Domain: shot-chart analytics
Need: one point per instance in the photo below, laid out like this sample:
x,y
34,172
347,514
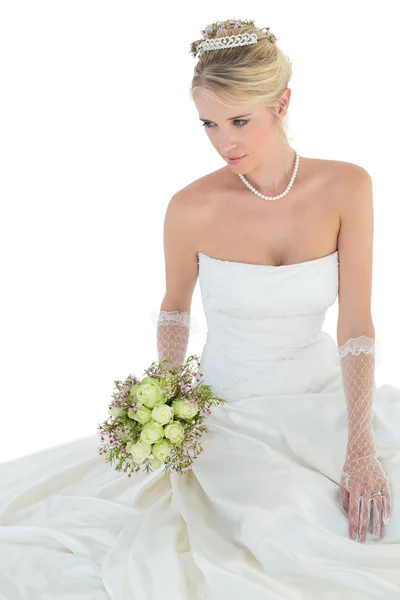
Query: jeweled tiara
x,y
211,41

◆ ◆ ◆

GOAL:
Copy the listing above character for character, omitting the picture.

FINAL ANSWER:
Domain: shot-chart analytics
Need: one point per instance in the photo below, laid out like this sample:
x,y
34,172
347,514
Query: jeweled tiara
x,y
211,41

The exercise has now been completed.